#### Input material:
* * *
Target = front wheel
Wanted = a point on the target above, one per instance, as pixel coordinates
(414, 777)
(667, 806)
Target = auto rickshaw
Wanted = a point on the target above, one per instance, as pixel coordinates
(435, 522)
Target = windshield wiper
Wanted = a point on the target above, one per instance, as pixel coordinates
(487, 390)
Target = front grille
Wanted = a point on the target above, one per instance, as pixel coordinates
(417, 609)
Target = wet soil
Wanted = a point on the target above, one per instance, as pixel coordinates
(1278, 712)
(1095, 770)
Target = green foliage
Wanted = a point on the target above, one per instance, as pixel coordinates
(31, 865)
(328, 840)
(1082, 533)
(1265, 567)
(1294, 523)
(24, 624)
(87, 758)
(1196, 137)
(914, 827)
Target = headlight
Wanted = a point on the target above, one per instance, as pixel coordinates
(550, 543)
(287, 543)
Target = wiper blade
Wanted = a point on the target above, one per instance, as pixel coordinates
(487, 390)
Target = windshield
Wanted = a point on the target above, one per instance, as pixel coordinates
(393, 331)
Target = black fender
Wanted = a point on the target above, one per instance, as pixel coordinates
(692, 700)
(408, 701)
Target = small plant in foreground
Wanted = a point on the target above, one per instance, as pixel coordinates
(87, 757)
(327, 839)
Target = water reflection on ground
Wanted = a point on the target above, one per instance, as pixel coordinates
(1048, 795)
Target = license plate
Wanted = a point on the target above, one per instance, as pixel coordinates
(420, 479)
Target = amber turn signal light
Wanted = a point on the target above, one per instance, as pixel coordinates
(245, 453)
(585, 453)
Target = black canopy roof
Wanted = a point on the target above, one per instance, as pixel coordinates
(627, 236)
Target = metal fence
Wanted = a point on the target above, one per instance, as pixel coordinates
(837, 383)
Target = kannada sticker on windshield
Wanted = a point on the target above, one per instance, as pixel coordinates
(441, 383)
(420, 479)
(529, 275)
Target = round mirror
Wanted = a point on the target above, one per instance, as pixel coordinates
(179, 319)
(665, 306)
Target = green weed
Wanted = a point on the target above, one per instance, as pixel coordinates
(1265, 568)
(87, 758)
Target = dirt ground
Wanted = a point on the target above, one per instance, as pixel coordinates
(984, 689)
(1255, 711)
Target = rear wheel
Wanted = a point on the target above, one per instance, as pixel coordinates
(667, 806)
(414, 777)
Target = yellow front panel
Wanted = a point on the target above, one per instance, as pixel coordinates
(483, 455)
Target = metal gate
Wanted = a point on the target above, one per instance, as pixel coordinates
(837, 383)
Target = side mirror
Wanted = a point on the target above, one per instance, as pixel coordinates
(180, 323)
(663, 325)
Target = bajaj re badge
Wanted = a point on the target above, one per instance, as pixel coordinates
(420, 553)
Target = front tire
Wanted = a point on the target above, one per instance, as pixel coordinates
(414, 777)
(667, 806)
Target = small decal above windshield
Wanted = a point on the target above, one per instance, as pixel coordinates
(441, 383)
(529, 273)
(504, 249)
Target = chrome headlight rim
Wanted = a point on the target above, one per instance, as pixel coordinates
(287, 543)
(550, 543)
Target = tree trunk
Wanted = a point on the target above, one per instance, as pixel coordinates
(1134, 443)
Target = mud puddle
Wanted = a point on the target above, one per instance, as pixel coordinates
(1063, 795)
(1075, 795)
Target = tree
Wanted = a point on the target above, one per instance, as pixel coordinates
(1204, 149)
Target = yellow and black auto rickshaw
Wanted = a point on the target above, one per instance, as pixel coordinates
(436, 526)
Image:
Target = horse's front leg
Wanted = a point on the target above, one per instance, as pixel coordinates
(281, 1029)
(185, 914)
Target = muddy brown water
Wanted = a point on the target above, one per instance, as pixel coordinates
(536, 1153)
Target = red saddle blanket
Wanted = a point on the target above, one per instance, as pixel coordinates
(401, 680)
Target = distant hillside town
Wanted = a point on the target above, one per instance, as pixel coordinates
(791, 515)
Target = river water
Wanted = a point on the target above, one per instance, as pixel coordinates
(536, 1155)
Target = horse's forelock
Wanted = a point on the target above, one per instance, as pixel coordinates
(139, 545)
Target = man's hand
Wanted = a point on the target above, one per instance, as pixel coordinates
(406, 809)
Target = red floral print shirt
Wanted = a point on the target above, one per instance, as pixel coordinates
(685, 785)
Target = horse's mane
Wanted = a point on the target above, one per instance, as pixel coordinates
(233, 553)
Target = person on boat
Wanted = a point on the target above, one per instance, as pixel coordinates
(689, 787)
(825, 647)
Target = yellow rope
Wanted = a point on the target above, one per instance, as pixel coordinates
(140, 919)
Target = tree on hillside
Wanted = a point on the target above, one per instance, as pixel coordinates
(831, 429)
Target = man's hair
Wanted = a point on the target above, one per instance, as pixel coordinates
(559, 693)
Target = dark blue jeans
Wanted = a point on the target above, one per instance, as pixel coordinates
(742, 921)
* * *
#### Written instruction:
Reproduce all of the records above word for word, line by line, with nothing changed or left out.

#### Solved problem:
Target = front wheel
Wanted = a point on the target above, one per instance, as pixel coordinates
(414, 777)
(667, 806)
Target = auto rickshaw
Wanted = a point on the target above, one per instance, as pixel coordinates
(435, 522)
Target = windshield wiper
Wanted = a point on the target above, one per instance, as pixel coordinates
(487, 390)
Target = front grille
Wanted = a point on the target above, one per instance, as pixel coordinates
(417, 609)
Target = wet soil
Wanted = a point on the target above, one per instance, as pixel coordinates
(1278, 712)
(1095, 770)
Target = green foliage
Wanted = a point on the target above, one per instance, as pixel coordinates
(31, 865)
(328, 840)
(1082, 533)
(1265, 567)
(1294, 523)
(24, 624)
(87, 758)
(1196, 137)
(914, 827)
Target = headlight
Wanted = a point on the target above, one per instance, as pixel coordinates
(550, 543)
(287, 543)
Target = wiper blade
Wanted = a point on the target above, one per instance, as pixel coordinates
(487, 390)
Target = windshield
Wanted = a point on the target above, one per instance, as pixel coordinates
(393, 331)
Target = black fender
Wanted = a point on the target above, one per instance, as pixel coordinates
(692, 700)
(408, 701)
Target = small plant in foreground
Wanted = a point on the target above, one per instance, as pixel coordinates
(87, 757)
(327, 839)
Target = water reflection on ground
Wanted = a point on the target above, one per instance, as pixel coordinates
(1048, 795)
Target = license plate
Wanted = a point on the target above, one per instance, as pixel coordinates
(420, 479)
Target = amber turn signal light
Wanted = a point on the target above, one per instance, as pixel coordinates
(245, 453)
(585, 453)
Target = black canopy roof
Wanted = a point on the target above, one per instance, as pixel coordinates
(627, 236)
Target = metal fence
Wanted = a point on the target above, one per instance, as pixel coordinates
(837, 383)
Target = kannada sticker on windshield
Wanted = a point on the target above, one per instance, as pixel coordinates
(441, 383)
(420, 479)
(529, 275)
Target = round mirror
Wanted = a point on the target above, one per instance, as pixel coordinates
(179, 319)
(665, 306)
Target = green weed
Wanted = a point on the target above, one per instance, as pixel coordinates
(1265, 568)
(87, 758)
Target = dirt ground
Wanted = a point on the target above, one per instance, as pixel coordinates
(984, 689)
(1255, 711)
Target = rear wheel
Wanted = a point on the target above, one per instance, as pixel coordinates
(667, 806)
(414, 777)
Target = yellow front panel
Wanted = a point on the target above, one per instance, as pixel coordinates
(483, 455)
Target = metal gate
Wanted = a point on the target above, one per instance, as pixel coordinates
(837, 383)
Target = side mirror
Wanted = a point on the target above, one per instance, as pixel coordinates
(180, 323)
(663, 325)
Target = bajaj re badge
Wanted = a point on the target above, one per instance, as pixel coordinates
(420, 553)
Target = front tire
Wanted = a point on the target above, one per instance, as pixel coordinates
(414, 777)
(667, 806)
Target = small decal above windshield
Wanted = a point on the target above, one per instance, as pixel coordinates
(441, 383)
(529, 273)
(504, 249)
Target = chrome headlight rim
Wanted = a point on the target above, one per instance, as pixel coordinates
(287, 543)
(550, 543)
Target = tree trunk
Wanted = a point on the target above, one per instance, as pixel coordinates
(1134, 443)
Target = mud puddle
Wanted = a point on the target above, one per instance, as pixel coordinates
(1063, 795)
(1075, 795)
Target = tree
Wanted = a point on the target above, one per instance, as pixel coordinates
(1204, 149)
Target = yellow and black auto rickshaw
Wanted = a point on the target above, one per instance, as pixel coordinates
(436, 526)
Image:
Target = horse's front leg
Wanted = a point on the target above, one per instance, as pixel coordinates
(281, 1029)
(185, 914)
Target = muddy brown water
Wanted = a point on the target above, one per instance, as pixel coordinates
(536, 1153)
Target = red saddle blanket
Wanted = a point on the target above, one per instance, as pixel coordinates
(401, 680)
Target = distant hillside town
Wanted = a point on the target above, one per instance, as pixel coordinates
(791, 515)
Target = river water
Wanted = a point on the target above, one per instance, as pixel coordinates
(536, 1155)
Target = horse's forelock
Wanted = a point on the target above, one per instance, as pixel coordinates
(139, 545)
Target = man's hand
Wanted = a point on the target above, one per instance, as pixel coordinates
(406, 809)
Target = red floral print shirt
Wanted = a point on the target above, one per instance, as pixel coordinates
(685, 785)
Target = horse's mane
Wanted = a point on the target above, one per instance, as pixel coordinates
(233, 553)
Target = person on boat
Wanted = a point on the target above, one per instance, as pixel coordinates
(689, 787)
(825, 647)
Target = yellow rope
Wanted = a point on the target above, one per instance, as pixel coordinates
(140, 919)
Target = tree on hillside
Wanted = a point on the target above, one per instance, as pixel coordinates
(831, 429)
Target = man's hair
Wanted = a point on the target above, one per instance, as pixel coordinates
(559, 693)
Target = dark blue jeans
Wanted = a point on the target above, one per instance, as pixel coordinates
(742, 921)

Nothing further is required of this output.